• TASK REQUIREMENTS: Locate every line in the material that contains the word "hair" and copy each such line in full. Treat matching as case-sensitive.
=-=-=-=-=
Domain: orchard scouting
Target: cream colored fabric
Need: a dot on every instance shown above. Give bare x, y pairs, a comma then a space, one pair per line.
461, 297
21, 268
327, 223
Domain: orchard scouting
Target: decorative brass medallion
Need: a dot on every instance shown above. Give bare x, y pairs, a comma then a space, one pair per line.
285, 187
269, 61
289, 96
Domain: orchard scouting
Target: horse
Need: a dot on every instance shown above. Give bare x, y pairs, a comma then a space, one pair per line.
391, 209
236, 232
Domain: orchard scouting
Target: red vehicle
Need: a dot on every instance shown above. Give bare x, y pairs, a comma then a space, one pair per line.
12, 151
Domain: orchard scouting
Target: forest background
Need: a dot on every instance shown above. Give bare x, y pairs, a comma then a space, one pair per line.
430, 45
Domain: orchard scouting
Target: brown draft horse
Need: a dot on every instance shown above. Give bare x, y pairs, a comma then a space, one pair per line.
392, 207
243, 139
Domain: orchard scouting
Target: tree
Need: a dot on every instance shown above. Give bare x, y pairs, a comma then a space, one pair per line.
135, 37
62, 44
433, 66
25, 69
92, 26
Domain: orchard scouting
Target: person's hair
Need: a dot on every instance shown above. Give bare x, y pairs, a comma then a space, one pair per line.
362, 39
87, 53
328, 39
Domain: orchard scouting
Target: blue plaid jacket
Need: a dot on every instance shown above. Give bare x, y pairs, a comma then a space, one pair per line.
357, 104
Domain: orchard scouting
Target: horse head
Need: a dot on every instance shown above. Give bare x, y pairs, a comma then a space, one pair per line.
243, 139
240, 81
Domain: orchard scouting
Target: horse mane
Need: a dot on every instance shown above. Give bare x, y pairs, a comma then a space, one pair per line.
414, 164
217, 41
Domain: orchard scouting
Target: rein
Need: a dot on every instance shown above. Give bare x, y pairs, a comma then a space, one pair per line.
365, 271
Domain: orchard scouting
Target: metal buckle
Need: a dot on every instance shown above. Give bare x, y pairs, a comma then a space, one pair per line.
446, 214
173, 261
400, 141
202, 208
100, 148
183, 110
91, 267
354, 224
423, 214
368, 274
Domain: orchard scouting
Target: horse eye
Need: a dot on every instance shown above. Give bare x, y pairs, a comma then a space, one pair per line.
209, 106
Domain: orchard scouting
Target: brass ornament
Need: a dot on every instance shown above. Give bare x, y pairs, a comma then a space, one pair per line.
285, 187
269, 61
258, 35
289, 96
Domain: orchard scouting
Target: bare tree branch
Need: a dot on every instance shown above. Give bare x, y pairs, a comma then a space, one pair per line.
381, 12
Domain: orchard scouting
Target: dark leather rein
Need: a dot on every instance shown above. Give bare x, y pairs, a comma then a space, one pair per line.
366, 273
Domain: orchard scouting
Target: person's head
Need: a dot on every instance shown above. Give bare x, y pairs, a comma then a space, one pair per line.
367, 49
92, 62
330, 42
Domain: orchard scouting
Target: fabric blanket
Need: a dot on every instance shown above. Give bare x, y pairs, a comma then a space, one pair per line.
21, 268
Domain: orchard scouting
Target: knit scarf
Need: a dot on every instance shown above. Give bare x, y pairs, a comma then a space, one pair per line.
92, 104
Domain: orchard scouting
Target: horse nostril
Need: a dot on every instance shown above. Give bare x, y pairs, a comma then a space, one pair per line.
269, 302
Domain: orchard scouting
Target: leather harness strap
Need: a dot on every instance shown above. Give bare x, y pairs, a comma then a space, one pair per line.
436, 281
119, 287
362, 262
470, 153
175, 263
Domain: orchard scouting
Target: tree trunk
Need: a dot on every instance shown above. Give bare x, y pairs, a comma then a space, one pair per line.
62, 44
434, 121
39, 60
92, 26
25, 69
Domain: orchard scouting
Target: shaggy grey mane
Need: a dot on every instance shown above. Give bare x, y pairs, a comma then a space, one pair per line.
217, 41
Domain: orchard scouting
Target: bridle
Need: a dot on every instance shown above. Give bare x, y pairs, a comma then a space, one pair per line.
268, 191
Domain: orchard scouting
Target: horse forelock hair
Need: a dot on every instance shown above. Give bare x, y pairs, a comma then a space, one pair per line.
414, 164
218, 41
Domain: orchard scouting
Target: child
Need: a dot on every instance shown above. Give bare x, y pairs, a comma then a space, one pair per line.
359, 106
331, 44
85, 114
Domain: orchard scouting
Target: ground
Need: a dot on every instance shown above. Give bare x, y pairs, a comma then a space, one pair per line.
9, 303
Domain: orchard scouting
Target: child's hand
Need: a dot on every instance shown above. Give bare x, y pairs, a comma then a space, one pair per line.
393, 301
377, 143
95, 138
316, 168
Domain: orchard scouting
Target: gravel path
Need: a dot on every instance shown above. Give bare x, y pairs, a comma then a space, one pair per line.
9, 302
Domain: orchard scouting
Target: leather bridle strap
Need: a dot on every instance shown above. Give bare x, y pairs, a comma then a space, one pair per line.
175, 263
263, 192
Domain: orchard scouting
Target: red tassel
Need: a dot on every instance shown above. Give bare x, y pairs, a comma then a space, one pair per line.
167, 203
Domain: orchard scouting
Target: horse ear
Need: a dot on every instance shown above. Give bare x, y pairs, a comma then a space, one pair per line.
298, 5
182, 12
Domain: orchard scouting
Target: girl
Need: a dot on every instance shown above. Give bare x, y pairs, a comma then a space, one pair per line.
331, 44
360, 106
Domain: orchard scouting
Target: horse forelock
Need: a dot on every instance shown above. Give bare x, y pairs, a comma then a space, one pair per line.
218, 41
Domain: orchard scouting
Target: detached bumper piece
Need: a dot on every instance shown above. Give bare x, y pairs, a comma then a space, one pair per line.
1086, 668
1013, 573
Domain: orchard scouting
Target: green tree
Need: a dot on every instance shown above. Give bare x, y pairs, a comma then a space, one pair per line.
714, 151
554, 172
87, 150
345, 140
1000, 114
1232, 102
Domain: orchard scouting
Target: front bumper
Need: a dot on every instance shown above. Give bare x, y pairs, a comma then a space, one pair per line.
=-=-=-=-=
• CORRECT RESULT:
Target: person's hair
Target: horse forelock hair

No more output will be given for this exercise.